- _Source text_:
◇ ◇ ◇ ◇
EMILY LETRAN DD. VS STANLEY E. AYERS

Case Number: KC063640    Hearing Date: July 24, 2014    Dept: O

Letran v. Ayers, et al. (KC063640)

Defendants Dental Health Services and Ayers’s MOTION FOR AN ORDER DISQUALIFYING MICHAEL J. KHOURI AND THE KHOURI LAW FIRM

Respondent: Plaintiff LeTran

TENTATIVE RULING

Defendants Dental Health Services and Ayers’s motion for an order disqualifying Michael J. Khouri and The Khouri Law Firm is DENIED.

Every court shall have the power to control in furtherance of justice, the conduct of its ministerial officers, and of all other persons in any manner connected with a judicial proceeding before it, in every matter pertaining thereto. (CCP 128(a)(5).)

Defendants rely on Kennedy v. Eldridge (2011) 201 Cal.App.4th 1197 for the proposition that disqualification is necessary in this instance because Plaintiff’s counsel is acting in the dual roles of advocate and witness. However, Kennedy v. Eldridge is distinguishable. There, “[i]n a roiling support and custody dispute involving an infant child,” the trial court acted within its discretion to disqualify the child’s paternal grandfather from representing his son, who is the father, against the mother of his grandson because “there exists a genuine likelihood that the status or misconduct of the attorney in question will affect the outcome of the proceedings before the court. Thus, disqualification is proper where, as a result of a prior representation or through improper means, there is a reasonable probability counsel has obtained information the court believes would likely be used advantageously against an adverse party during the course of the litigation… Although the trial court found that Kayla was not a former client of the Eldridge firm, it did NOT find that the firm had no exposure to confidential information about her. On the contrary, the trial court was very troubled by the fact that the Eldridges may have acquired confidential facts about her and her family’s situation that could be used to Tyler’s advantage. Not only did the firm represent Kayla’s father, Kayla herself had filed a declaration in his case at the request of her stepmother Megan, who was a secretary at the Eldridge firm.” (Kennedy v. Eldridge (2011) 201 Cal.App.4th 1197, 1200-1205.)

Here, Defendants admit there is no current or potential conflict of interest between them and Plaintiff’s counsel. Defendants make no showing that “confidential” information was ever relayed to Plaintiff’s counsel. Instead, Defendants seek to disqualify Plaintiff’s counsel because Plaintiff acted on advice of counsel, and according to Defendants, this advice somehow now makes counsel a witness in the case. This logic would potentially support disqualification of every attorney for every client involved in litigation.
◇ ◇ ◇ ◇
- _Brief_:
In the tentative ruling, copy out everything from "Case Number: KC063640    Hearing Date: July" down to "Firm is DENIED.", replacing "Respondent" with "Opposing party".
◇ ◇ ◇ ◇
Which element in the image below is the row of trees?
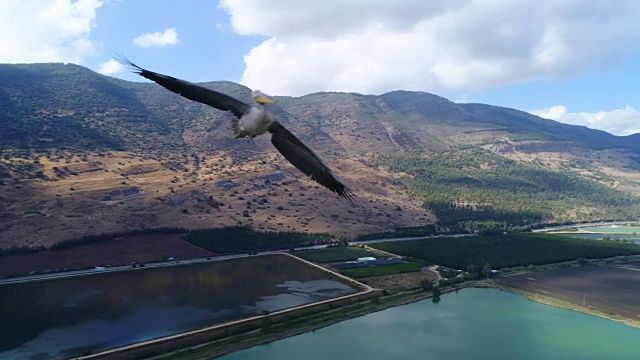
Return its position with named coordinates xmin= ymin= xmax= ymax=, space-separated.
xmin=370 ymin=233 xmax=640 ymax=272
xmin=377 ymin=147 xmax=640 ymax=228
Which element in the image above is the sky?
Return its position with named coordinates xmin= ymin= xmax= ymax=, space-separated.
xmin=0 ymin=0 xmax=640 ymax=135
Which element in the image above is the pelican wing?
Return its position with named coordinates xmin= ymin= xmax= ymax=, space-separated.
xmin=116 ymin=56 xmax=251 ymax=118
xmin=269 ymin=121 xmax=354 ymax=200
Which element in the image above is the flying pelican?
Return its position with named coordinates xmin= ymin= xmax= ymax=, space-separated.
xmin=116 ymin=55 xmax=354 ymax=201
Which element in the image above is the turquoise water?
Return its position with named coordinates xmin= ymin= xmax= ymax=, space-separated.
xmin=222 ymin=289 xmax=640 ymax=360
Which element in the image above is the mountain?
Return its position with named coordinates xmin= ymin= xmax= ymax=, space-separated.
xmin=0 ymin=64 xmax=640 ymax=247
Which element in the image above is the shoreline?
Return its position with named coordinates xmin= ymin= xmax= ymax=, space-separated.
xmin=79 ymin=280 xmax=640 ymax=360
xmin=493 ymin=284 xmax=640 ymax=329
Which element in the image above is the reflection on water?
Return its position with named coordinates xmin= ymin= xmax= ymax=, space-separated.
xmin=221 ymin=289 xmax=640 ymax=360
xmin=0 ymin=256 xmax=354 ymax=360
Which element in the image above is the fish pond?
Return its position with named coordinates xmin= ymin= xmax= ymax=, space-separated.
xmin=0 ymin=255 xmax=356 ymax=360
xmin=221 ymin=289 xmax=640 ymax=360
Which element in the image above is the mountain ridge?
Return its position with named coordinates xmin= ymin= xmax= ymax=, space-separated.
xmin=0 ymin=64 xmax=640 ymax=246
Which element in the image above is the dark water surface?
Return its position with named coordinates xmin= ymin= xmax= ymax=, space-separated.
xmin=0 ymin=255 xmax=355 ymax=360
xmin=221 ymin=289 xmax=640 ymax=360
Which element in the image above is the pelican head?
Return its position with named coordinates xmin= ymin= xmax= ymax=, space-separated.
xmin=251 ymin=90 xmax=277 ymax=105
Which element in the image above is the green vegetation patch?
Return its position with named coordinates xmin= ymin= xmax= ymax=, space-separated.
◇ ◇ ◇ ◇
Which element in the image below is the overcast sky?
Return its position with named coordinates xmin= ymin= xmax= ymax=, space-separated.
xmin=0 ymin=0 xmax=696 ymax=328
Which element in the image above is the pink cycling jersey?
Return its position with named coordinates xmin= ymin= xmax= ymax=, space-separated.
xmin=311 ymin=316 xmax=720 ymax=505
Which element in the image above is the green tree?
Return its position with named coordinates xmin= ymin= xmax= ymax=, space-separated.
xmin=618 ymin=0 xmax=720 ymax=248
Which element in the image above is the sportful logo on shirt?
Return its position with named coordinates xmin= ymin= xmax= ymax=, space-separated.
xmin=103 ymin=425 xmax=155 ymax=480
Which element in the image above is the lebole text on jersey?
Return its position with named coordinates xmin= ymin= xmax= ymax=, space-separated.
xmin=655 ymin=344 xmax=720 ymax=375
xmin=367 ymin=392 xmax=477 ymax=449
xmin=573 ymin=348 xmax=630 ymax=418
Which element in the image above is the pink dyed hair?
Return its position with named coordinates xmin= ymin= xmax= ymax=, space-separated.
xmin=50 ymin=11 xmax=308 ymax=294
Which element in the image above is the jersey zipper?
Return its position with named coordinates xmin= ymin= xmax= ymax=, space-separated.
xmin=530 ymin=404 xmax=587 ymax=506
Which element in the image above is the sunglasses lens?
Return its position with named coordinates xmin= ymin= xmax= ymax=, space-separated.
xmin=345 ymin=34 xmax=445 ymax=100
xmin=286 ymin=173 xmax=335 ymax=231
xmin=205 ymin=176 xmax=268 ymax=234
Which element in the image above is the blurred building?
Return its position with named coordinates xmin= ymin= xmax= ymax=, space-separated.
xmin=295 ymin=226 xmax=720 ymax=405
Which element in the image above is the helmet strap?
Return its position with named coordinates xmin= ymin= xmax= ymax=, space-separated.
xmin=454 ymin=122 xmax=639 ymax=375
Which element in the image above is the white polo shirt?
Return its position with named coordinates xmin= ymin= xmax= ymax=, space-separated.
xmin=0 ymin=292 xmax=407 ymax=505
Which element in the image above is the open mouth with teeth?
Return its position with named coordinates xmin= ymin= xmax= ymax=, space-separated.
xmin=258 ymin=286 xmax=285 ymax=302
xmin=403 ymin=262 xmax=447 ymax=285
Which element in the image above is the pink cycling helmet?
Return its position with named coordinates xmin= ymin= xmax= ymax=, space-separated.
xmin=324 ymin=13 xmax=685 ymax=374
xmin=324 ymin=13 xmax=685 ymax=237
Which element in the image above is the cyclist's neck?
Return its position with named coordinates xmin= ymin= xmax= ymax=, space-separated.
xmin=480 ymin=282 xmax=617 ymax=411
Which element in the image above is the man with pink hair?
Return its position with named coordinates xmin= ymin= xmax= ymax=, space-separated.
◇ ◇ ◇ ◇
- _Exercise response_:
Case Number: KC063640    Hearing Date: July 24, 2014    Dept: O

Letran v. Ayers, et al. (KC063640)

Defendants Dental Health Services and Ayers’s MOTION FOR AN ORDER DISQUALIFYING MICHAEL J. KHOURI AND THE KHOURI LAW FIRM

Opposing party: Plaintiff LeTran

TENTATIVE RULING

Defendants Dental Health Services and Ayers’s motion for an order disqualifying Michael J. Khouri and The Khouri Law Firm is DENIED.